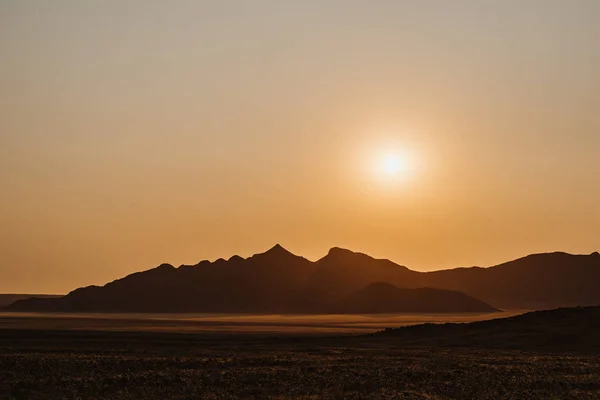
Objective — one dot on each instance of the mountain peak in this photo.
(338, 251)
(277, 251)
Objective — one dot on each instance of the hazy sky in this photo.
(136, 132)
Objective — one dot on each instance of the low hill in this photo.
(383, 297)
(278, 281)
(564, 329)
(8, 298)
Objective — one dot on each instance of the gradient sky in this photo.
(136, 132)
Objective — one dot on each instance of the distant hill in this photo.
(8, 298)
(278, 281)
(383, 297)
(565, 329)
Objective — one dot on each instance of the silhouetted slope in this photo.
(383, 297)
(537, 281)
(260, 284)
(9, 298)
(565, 329)
(278, 281)
(342, 272)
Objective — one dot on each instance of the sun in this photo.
(392, 165)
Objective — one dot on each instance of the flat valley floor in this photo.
(128, 363)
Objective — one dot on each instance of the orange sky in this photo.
(141, 132)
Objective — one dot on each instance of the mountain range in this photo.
(343, 281)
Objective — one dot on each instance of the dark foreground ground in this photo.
(38, 364)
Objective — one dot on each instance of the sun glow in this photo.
(392, 165)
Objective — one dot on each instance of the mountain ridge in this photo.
(278, 281)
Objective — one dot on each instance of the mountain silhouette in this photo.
(565, 329)
(278, 281)
(381, 297)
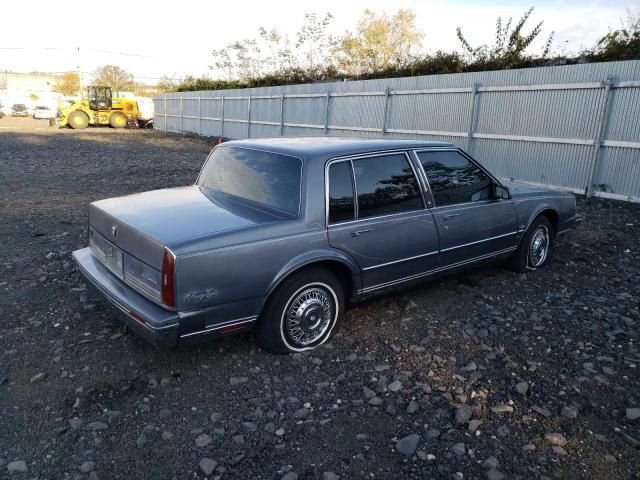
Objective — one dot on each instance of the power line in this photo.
(109, 52)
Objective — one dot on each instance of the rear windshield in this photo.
(267, 178)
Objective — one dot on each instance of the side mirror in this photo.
(502, 192)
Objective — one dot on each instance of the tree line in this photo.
(380, 46)
(384, 45)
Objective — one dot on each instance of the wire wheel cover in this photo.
(309, 315)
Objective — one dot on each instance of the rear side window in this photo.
(341, 204)
(386, 184)
(454, 179)
(267, 178)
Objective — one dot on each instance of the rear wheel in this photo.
(118, 120)
(302, 314)
(536, 247)
(78, 119)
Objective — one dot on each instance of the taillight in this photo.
(168, 278)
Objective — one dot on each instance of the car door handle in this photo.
(360, 232)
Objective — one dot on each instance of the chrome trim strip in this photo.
(240, 321)
(364, 221)
(401, 260)
(434, 271)
(478, 241)
(257, 242)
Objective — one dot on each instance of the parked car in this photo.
(280, 234)
(19, 110)
(42, 111)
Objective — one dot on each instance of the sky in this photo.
(155, 38)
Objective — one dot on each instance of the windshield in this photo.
(267, 178)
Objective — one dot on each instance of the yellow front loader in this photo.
(99, 108)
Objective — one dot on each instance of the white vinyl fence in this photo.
(575, 128)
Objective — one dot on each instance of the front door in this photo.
(471, 222)
(376, 214)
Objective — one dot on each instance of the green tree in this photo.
(509, 48)
(313, 42)
(68, 84)
(168, 83)
(115, 77)
(620, 44)
(379, 42)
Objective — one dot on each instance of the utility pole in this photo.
(79, 73)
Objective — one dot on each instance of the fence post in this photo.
(597, 142)
(472, 117)
(199, 115)
(326, 113)
(165, 113)
(281, 114)
(222, 127)
(387, 92)
(249, 117)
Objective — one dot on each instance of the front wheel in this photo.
(302, 314)
(536, 247)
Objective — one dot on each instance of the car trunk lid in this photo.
(143, 224)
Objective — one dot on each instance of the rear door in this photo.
(471, 222)
(376, 213)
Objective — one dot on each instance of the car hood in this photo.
(170, 216)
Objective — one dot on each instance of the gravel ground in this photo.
(489, 374)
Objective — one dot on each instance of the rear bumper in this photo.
(155, 324)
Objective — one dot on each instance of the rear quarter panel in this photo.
(528, 207)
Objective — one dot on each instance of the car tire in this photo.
(302, 313)
(118, 120)
(78, 119)
(536, 247)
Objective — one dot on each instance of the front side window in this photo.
(386, 184)
(266, 178)
(341, 204)
(454, 179)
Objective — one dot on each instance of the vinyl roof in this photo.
(308, 147)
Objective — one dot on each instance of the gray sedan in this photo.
(278, 235)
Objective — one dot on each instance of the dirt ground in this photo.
(488, 374)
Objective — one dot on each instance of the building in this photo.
(28, 88)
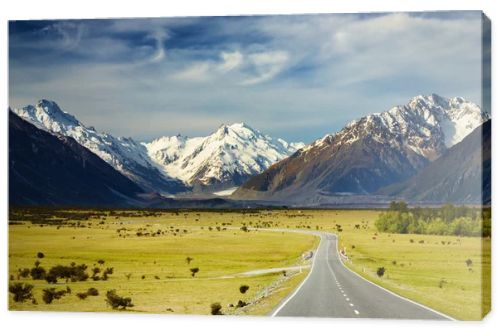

# # # #

_STATED EXERCISE_
Please count the lines in the data above that contain the string "windshield" and give only that number.

_FINAL RESULT_
2